Point-per-instance localization data:
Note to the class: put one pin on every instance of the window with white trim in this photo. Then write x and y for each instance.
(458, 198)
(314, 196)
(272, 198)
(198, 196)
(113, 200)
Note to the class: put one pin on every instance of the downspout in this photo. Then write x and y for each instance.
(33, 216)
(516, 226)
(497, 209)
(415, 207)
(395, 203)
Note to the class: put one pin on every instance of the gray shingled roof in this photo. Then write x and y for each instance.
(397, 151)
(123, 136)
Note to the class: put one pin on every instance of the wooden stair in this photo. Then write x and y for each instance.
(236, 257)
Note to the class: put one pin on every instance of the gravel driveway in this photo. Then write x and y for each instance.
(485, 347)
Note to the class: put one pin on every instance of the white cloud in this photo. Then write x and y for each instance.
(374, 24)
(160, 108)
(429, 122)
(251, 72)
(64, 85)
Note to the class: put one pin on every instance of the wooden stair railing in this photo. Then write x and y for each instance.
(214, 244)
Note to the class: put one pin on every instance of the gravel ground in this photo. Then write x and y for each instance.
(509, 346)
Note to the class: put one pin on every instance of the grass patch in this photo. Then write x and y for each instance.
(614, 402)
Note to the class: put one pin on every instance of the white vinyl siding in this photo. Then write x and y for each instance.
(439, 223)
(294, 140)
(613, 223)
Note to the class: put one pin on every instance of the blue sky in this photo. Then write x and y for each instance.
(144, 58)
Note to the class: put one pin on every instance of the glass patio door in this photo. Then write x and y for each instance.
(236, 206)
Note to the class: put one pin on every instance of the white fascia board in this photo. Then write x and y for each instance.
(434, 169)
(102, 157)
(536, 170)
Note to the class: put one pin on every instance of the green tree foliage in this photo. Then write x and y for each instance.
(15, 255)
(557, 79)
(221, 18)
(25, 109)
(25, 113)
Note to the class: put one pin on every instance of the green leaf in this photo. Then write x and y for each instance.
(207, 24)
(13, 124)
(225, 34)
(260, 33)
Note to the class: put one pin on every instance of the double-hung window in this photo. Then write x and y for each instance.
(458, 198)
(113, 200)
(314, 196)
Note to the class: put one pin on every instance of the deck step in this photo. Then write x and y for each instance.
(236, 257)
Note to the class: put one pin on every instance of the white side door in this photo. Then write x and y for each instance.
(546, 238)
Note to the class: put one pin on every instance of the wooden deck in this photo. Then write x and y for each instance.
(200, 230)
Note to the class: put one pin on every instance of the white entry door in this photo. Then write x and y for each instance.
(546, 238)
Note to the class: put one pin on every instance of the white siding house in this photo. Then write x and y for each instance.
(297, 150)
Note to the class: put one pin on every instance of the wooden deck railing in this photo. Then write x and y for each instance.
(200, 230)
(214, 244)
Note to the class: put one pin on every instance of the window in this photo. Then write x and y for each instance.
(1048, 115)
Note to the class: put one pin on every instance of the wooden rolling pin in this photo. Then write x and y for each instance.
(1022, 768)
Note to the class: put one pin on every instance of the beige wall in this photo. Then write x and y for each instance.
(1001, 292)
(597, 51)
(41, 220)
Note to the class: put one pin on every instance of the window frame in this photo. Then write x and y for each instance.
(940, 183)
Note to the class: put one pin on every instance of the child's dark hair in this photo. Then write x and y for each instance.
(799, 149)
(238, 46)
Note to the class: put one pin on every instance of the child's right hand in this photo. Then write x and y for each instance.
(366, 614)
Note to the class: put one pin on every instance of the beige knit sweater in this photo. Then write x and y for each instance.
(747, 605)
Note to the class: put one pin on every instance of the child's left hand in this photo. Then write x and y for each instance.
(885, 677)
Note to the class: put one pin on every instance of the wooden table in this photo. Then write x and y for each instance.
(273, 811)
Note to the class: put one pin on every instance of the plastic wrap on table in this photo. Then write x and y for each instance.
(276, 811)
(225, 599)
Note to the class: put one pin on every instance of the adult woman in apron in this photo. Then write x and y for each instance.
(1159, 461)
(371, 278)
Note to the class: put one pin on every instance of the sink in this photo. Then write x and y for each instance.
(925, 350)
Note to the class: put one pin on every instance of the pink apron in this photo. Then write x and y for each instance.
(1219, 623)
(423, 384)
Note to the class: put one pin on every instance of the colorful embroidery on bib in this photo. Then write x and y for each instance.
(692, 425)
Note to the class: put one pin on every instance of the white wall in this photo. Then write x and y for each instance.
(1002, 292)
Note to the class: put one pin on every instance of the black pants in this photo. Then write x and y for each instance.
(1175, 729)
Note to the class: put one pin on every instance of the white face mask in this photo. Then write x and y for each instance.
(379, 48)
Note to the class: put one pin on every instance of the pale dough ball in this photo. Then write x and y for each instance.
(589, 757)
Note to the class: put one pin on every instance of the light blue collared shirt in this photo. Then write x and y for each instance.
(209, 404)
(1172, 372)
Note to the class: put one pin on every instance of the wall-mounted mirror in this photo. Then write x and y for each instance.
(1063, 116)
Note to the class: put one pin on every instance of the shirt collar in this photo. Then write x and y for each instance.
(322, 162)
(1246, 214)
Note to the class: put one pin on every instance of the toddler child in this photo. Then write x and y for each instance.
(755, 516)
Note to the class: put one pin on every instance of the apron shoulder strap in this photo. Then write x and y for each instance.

TRY IT: Copy every line above without altering a word.

REPLY:
Note to the class: put one pin on every instance of the window with white trim in this photo. Then write x and y for each instance.
(458, 198)
(314, 196)
(272, 198)
(198, 196)
(113, 200)
Note to the class: put one pin on every instance of the downspout in this photo. Then write x and y for each instance.
(33, 216)
(516, 226)
(497, 209)
(415, 207)
(395, 203)
Note to the class: put one pin on every instance of the gray shingled roof in this photo. Then write x and y for each instance.
(397, 151)
(123, 136)
Note to the class: put one pin on every instance of the wooden stair in this photo. Then write x and y for each instance.
(236, 257)
Note to the class: put one pin on every instance of the gravel driveway in this photo. Then write x and y for each instance.
(485, 347)
Note to the class: put one pin on every instance of the white cloud in this photo. Then write x and y for each instance.
(374, 24)
(160, 108)
(429, 122)
(251, 72)
(64, 85)
Note to the class: put one pin on every instance of the wooden stair railing in this photo. Then write x and y for each instance.
(214, 244)
Note to the class: put one pin on every instance of the gravel ground in this photo. Then write x and y for each instance.
(509, 346)
Note to the class: put one pin on every instance of the grass patch in this photo. Then write x and y for each instance.
(614, 402)
Note to the class: put one pin on every instance of the white vinyl siding in this photo. Then write x and y for each instance.
(439, 223)
(294, 140)
(613, 223)
Note to the class: put one pin on every instance of the blue sky in this photo. Then write x and y for each instance.
(144, 58)
Note to the class: put one pin on every instance of the glass patio door in this photo. Then write x and y for each instance.
(236, 206)
Note to the class: put one pin on every instance of the white fascia board in this photo. Then write x and y for each instance.
(434, 169)
(102, 157)
(536, 170)
Note to the class: put one pin on every instance of the green tree foliage in this photo. Then write x and y for each instance.
(15, 255)
(557, 79)
(221, 18)
(25, 109)
(25, 113)
Note to the class: put one pin on every instance of the green leaf in this photo. Then write x and y for each instance.
(207, 24)
(13, 124)
(225, 34)
(260, 33)
Note to the class: put one pin on every instance of the double-hung window in this photo. Then write x and y for each instance.
(458, 198)
(113, 200)
(314, 196)
Note to the class: put one pin on every instance of the deck step in this photo. Then write x and y for each instance.
(236, 257)
Note to the class: put one pin on every instance of the white side door in this photo. Then write x and y for each instance.
(546, 238)
Note to the class: put one pin on every instance of the wooden deck in this photo. Then write x and y for each instance.
(200, 230)
Note to the class: put one pin on every instance of the white entry door in this photo. Then write x and y for each instance.
(546, 238)
Note to the class: put one pin on every instance of the white siding house in this photo. Then write x and y for each instance.
(297, 150)
Note to the class: put one pin on every instance of the wooden deck railing in this photo. Then write x and y for each instance.
(200, 230)
(214, 244)
Note to the class: put one pin on every instance of the window in this photo. Then write x and y for each instance.
(1048, 115)
Note to the class: put one pin on every instance of the wooden rolling pin in this photo. Then write x and y for each instance.
(1022, 768)
Note to the class: put one pin on every instance of the beige wall in this photo. Then write x and y for each instance.
(1001, 292)
(597, 51)
(41, 220)
Note to the class: put one pin on every instance of the window frame in this photo. Then write x and y for each instance.
(940, 183)
Note to the class: put one pin on every instance of the child's dark hair in this photo. Then write x and y for each instance.
(799, 149)
(238, 46)
Note to the class: put one pin on every instance of the child's right hand in this photo. Then write x and y for each instance.
(366, 614)
Note to the class: put one pin on every instance of the beige knit sweater in this photo. Then write x and y for each instance.
(747, 605)
Note to the class: put one pin on every instance of the child's left hand in this photo. Then write x and y for each instance.
(885, 677)
Note to the class: put one pin on every instance of the wooden table in this photo. Then write x and y for each instance.
(273, 811)
Note to the class: put one pin on every instance of the plastic wrap on table in this photo. Then write x and y for each instance.
(276, 811)
(225, 599)
Note to the class: put one pin on every instance of the adult woman in apron in this photo. Then write x and y for each instance.
(1159, 461)
(371, 278)
Note to the class: put one pin on every instance of the sink in this photo. Then write x and y for each instance.
(925, 350)
Note to the class: put one pin on every instance of the pink apron in this photo. Then write x and y for each instance.
(1219, 623)
(423, 384)
Note to the class: put one pin on every instance of the colorful embroidery on bib in this photo. Then write x and y for each instance.
(692, 425)
Note to the class: put one pin on every instance of the white wall in this photo. Then write x and y for each instance.
(1002, 292)
Note to the class: put one pin on every instance of the black pants in this photo. Then write x and y for each instance.
(1175, 729)
Note to the class: put one pin on every instance of the white face mask in this photo. Then write x and y for each instance.
(379, 48)
Note to the class: put one pin on every instance of the pale dough ball in this photo. Then write x and y for each instance.
(589, 757)
Note to the class: put one pin on every instance of the light blue collared shirt in this photo. Then write x and y for each instance.
(209, 404)
(1172, 372)
Note to the class: put one pin on every instance of the wall-mounted mirror in this photo. Then write x and y for each instance.
(1063, 116)
Note to the class: put one pin on every instance of the shirt collar in this photo. Then write x and y for each instance.
(322, 162)
(1246, 214)
Note to the class: put one pin on every instance of the toddler child in this photo. Then write x and y for each instance.
(755, 516)
Note to the class: put one pin on every instance of the apron shoulder strap in this photo. Then write x and y for each instance.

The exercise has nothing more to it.